### SUPPLIED PASSAGE
But, it’s hard for the small town’s emergency services to find the funding to retain on-call staff. Shenandoah Ambulance Service on-call employees are paid $2.25 an hour. Despite their funding being split between the hospital and the county, Sells said — even with the low wages — he estimates their ambulance services lose $700 per day.

Last year, the Iowa legislature made it possible for counties to deem ambulances an “essential service," which would allow towns to vote to fund emergency services by increasing property taxes. Emergency services need 60 percent of voter’s support.

But, Sells said, with limited time, it’s hard to find the time to rally their communities around the issue.

“It’s a tough sell,” he said. “ I've never seen anybody raise their hand and say ‘I'm excited’ or to pay more taxes.”

When rural hospitals aren’t properly funded, it has a domino effect, according to Dave Edgar, West Des Moines’ assistant chief of emergency services. He says the more communities rely on larger facilities, the bigger strain those ambulance services feel.

### EXERCISE DIRECTIONS
List every dollar amount and percentage in the passage on rural ambulance funding, along with what each one measures.

### PROVIDED DATA
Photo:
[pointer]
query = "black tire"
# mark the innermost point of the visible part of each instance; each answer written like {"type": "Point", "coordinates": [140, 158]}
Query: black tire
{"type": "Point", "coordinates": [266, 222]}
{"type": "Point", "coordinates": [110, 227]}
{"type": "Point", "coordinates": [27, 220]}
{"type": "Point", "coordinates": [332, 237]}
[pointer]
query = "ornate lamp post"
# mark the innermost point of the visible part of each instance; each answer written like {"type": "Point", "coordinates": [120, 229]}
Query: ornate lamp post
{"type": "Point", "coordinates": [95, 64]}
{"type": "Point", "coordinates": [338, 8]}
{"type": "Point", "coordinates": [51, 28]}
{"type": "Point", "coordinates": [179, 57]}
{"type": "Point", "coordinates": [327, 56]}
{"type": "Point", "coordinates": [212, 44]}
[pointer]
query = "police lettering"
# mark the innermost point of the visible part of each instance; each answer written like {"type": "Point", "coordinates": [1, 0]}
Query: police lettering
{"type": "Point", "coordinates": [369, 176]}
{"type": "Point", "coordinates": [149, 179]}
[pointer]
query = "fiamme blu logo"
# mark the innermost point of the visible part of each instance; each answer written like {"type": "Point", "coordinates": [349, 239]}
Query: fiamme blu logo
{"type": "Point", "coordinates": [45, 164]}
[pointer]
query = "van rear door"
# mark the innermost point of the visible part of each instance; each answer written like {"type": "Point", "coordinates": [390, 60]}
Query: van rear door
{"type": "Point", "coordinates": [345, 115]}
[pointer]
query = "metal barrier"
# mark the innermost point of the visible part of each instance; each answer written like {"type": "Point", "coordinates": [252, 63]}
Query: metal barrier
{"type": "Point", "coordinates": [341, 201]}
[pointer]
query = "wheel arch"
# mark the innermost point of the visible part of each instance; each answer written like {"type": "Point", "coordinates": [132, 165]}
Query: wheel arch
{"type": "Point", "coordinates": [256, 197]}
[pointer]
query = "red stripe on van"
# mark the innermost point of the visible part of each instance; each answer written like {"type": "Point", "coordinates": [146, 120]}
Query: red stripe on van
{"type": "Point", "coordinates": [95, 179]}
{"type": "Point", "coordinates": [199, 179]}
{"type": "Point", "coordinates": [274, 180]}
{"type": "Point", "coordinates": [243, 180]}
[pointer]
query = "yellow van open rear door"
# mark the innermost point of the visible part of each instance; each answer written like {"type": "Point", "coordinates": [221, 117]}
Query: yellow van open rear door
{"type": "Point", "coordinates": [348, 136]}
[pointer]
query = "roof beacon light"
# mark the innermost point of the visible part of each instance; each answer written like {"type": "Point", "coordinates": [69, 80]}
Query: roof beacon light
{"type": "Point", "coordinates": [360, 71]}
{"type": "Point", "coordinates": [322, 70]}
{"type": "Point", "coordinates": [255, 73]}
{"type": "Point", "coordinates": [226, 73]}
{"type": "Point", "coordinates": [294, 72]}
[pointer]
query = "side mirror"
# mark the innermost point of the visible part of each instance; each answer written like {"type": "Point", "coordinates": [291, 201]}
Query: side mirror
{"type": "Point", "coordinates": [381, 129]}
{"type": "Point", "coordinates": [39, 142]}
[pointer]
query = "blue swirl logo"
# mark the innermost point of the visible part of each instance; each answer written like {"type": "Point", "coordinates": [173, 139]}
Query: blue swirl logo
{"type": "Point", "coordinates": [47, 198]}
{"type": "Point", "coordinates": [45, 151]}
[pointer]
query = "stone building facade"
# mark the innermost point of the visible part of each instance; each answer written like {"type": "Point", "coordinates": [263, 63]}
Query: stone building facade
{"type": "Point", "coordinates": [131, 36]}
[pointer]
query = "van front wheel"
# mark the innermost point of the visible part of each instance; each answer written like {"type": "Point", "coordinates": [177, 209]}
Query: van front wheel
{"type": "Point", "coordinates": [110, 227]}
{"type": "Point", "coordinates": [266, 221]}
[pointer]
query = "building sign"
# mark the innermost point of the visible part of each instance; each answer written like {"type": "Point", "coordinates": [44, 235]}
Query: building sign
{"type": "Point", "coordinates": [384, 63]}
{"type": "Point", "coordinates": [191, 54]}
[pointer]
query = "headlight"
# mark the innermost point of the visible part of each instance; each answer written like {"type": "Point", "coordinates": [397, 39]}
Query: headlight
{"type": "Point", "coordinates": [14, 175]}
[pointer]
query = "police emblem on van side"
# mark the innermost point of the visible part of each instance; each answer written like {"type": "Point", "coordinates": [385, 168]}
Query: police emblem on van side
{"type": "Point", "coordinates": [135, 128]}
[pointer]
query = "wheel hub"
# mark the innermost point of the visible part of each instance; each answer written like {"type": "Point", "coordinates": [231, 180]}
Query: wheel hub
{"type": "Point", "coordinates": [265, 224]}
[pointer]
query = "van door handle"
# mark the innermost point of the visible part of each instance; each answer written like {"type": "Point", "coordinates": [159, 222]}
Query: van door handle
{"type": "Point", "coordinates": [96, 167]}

### RESULT OF THE EXERCISE
- $2.25: the hourly pay of Shenandoah Ambulance Service on-call employees
- $700: the amount Sells estimates their ambulance services lose per day
- 60 percent: the share of voter support emergency services need